— TASK PROMPT —
What lines in the data hold the string "white"? Show them.

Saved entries
━━━━

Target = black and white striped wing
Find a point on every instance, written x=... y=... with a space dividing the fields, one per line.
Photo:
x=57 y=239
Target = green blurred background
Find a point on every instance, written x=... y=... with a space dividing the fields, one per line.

━━━━

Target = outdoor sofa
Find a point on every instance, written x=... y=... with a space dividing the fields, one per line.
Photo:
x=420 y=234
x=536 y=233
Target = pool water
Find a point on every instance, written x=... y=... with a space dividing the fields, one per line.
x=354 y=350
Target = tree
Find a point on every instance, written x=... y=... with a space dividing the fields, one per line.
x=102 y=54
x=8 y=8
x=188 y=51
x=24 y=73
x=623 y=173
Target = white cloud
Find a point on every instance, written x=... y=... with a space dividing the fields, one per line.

━━━━

— REPLY —
Target = black and white striped wing
Target = white cloud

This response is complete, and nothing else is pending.